PROVIDED PASSAGE ::

If that doesn't interest you, then I respectfully will comment that you need to get more serious about your project. 

 

Trimacar.... I will respectfully take that subtle jab and keep looking for other engines. The engine in Tyler is almost certainly one of the small P-A based 12s... and yes I may be complaining but I still think its overpriced. I don't expect to trip over one in a salvage yard and pay scrap price for a gem... but I'm also not going to pay out the nose just because.

 

Running 906 motor for 3k:

 

http://www.transmissionadapters.com/good used stuff.htm

 

Rolls Royce Meteor ( a Tank "Merlin" ) for $5,750

 

http://www.ebay.com/itm/282091058916?_trksid=p2060353.m1438.l2649&ssPageName=STRK%3AMEBIDX%3AIT

 

There was a running, driving Seagrave firetruck 25 miles from me on Craigslist last month for $8,500.... had the same engine listed above for $7,500.... I'd link to it but the post has been deleted.

TASKS ::
1 – In the forum post about engine prices, what was the asking price for the Rolls Royce Meteor?
2 – Pick up the forum post about engine prices right after its final sentence and keep writing.

SUPPLIED DATA ::
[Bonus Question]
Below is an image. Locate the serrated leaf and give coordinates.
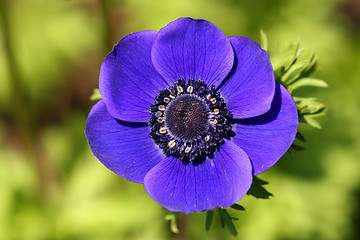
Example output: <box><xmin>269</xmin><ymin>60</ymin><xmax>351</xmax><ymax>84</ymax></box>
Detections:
<box><xmin>288</xmin><ymin>78</ymin><xmax>328</xmax><ymax>92</ymax></box>
<box><xmin>231</xmin><ymin>203</ymin><xmax>245</xmax><ymax>211</ymax></box>
<box><xmin>90</xmin><ymin>88</ymin><xmax>101</xmax><ymax>101</ymax></box>
<box><xmin>165</xmin><ymin>212</ymin><xmax>179</xmax><ymax>234</ymax></box>
<box><xmin>218</xmin><ymin>208</ymin><xmax>237</xmax><ymax>236</ymax></box>
<box><xmin>303</xmin><ymin>115</ymin><xmax>321</xmax><ymax>129</ymax></box>
<box><xmin>281</xmin><ymin>62</ymin><xmax>306</xmax><ymax>85</ymax></box>
<box><xmin>260</xmin><ymin>29</ymin><xmax>268</xmax><ymax>51</ymax></box>
<box><xmin>247</xmin><ymin>176</ymin><xmax>273</xmax><ymax>199</ymax></box>
<box><xmin>205</xmin><ymin>210</ymin><xmax>214</xmax><ymax>232</ymax></box>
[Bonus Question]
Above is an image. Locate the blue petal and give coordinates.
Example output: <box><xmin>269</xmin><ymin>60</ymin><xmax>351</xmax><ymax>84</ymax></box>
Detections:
<box><xmin>85</xmin><ymin>100</ymin><xmax>164</xmax><ymax>183</ymax></box>
<box><xmin>144</xmin><ymin>142</ymin><xmax>252</xmax><ymax>213</ymax></box>
<box><xmin>99</xmin><ymin>31</ymin><xmax>172</xmax><ymax>122</ymax></box>
<box><xmin>220</xmin><ymin>37</ymin><xmax>275</xmax><ymax>119</ymax></box>
<box><xmin>232</xmin><ymin>83</ymin><xmax>299</xmax><ymax>175</ymax></box>
<box><xmin>151</xmin><ymin>18</ymin><xmax>234</xmax><ymax>86</ymax></box>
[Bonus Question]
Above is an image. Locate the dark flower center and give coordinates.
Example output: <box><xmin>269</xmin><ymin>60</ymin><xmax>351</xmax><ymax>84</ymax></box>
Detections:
<box><xmin>148</xmin><ymin>78</ymin><xmax>231</xmax><ymax>161</ymax></box>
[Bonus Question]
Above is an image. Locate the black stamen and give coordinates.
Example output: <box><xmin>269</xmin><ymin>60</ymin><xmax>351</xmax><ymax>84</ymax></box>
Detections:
<box><xmin>148</xmin><ymin>78</ymin><xmax>232</xmax><ymax>161</ymax></box>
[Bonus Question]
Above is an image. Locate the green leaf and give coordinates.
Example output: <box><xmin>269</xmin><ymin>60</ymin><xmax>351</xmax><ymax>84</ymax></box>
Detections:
<box><xmin>303</xmin><ymin>115</ymin><xmax>321</xmax><ymax>129</ymax></box>
<box><xmin>260</xmin><ymin>29</ymin><xmax>268</xmax><ymax>51</ymax></box>
<box><xmin>231</xmin><ymin>203</ymin><xmax>245</xmax><ymax>211</ymax></box>
<box><xmin>165</xmin><ymin>212</ymin><xmax>179</xmax><ymax>234</ymax></box>
<box><xmin>288</xmin><ymin>78</ymin><xmax>328</xmax><ymax>92</ymax></box>
<box><xmin>217</xmin><ymin>208</ymin><xmax>237</xmax><ymax>236</ymax></box>
<box><xmin>290</xmin><ymin>143</ymin><xmax>305</xmax><ymax>151</ymax></box>
<box><xmin>247</xmin><ymin>176</ymin><xmax>273</xmax><ymax>199</ymax></box>
<box><xmin>90</xmin><ymin>88</ymin><xmax>101</xmax><ymax>101</ymax></box>
<box><xmin>205</xmin><ymin>210</ymin><xmax>214</xmax><ymax>232</ymax></box>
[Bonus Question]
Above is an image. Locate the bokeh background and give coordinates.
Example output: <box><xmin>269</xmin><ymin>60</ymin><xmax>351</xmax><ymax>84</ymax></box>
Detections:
<box><xmin>0</xmin><ymin>0</ymin><xmax>360</xmax><ymax>240</ymax></box>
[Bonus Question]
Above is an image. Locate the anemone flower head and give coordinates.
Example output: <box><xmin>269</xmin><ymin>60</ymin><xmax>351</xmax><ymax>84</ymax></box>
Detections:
<box><xmin>85</xmin><ymin>18</ymin><xmax>298</xmax><ymax>213</ymax></box>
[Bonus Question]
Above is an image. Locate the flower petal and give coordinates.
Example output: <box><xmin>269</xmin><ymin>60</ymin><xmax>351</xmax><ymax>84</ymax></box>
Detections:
<box><xmin>99</xmin><ymin>31</ymin><xmax>172</xmax><ymax>122</ymax></box>
<box><xmin>220</xmin><ymin>37</ymin><xmax>275</xmax><ymax>119</ymax></box>
<box><xmin>144</xmin><ymin>141</ymin><xmax>252</xmax><ymax>213</ymax></box>
<box><xmin>232</xmin><ymin>83</ymin><xmax>299</xmax><ymax>175</ymax></box>
<box><xmin>151</xmin><ymin>18</ymin><xmax>234</xmax><ymax>86</ymax></box>
<box><xmin>85</xmin><ymin>100</ymin><xmax>164</xmax><ymax>183</ymax></box>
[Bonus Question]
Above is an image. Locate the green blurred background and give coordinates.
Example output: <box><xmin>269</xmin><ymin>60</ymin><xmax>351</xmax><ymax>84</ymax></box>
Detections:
<box><xmin>0</xmin><ymin>0</ymin><xmax>360</xmax><ymax>240</ymax></box>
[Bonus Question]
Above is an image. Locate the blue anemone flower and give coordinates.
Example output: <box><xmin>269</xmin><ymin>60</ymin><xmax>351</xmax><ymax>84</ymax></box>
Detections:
<box><xmin>85</xmin><ymin>18</ymin><xmax>298</xmax><ymax>213</ymax></box>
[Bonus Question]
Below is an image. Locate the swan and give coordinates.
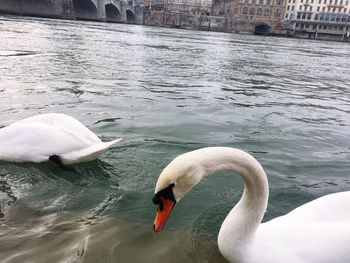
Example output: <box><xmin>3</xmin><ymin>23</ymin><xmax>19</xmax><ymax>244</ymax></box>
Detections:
<box><xmin>0</xmin><ymin>113</ymin><xmax>121</xmax><ymax>167</ymax></box>
<box><xmin>153</xmin><ymin>147</ymin><xmax>350</xmax><ymax>263</ymax></box>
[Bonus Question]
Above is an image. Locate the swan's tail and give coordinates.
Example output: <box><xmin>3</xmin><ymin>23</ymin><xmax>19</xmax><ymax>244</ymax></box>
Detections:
<box><xmin>60</xmin><ymin>138</ymin><xmax>122</xmax><ymax>164</ymax></box>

ANSWERS FOR THIS EXERCISE ::
1 – $5,750

2 –
 

Small LaFrance V12 in a fire truck.... likely won't meet its reserve, currently at 4k:

 

http://www.ebay.com/itm/1956-American-LaFrance-800-Series-Pumper-DRIVES-PUMPS-GREAT-/381688408254?forcerrptr=true&hash=item58de66e8be:g:~1QAAOSwzJ5Xdctd&item=381688408254

 

The ALF above is the just one I found the fastest.... but there are at least half a dozen listed on the internet right now going unsold for 3 to 5k.....

 

I'd prefer not to buy a firetruck just to rip out the engine and scrap the rest..... firetrucks are not my cup of tea but there are many enthusiasts out there that work hard to save them and restore them... IMO its kind of jerk move, but at the same time I'm not about to pay double for an engine just because somebody else already pulled it....

 

I am serious about my project.... serious enough to play the long game and wait for the right engine at a reasonable price.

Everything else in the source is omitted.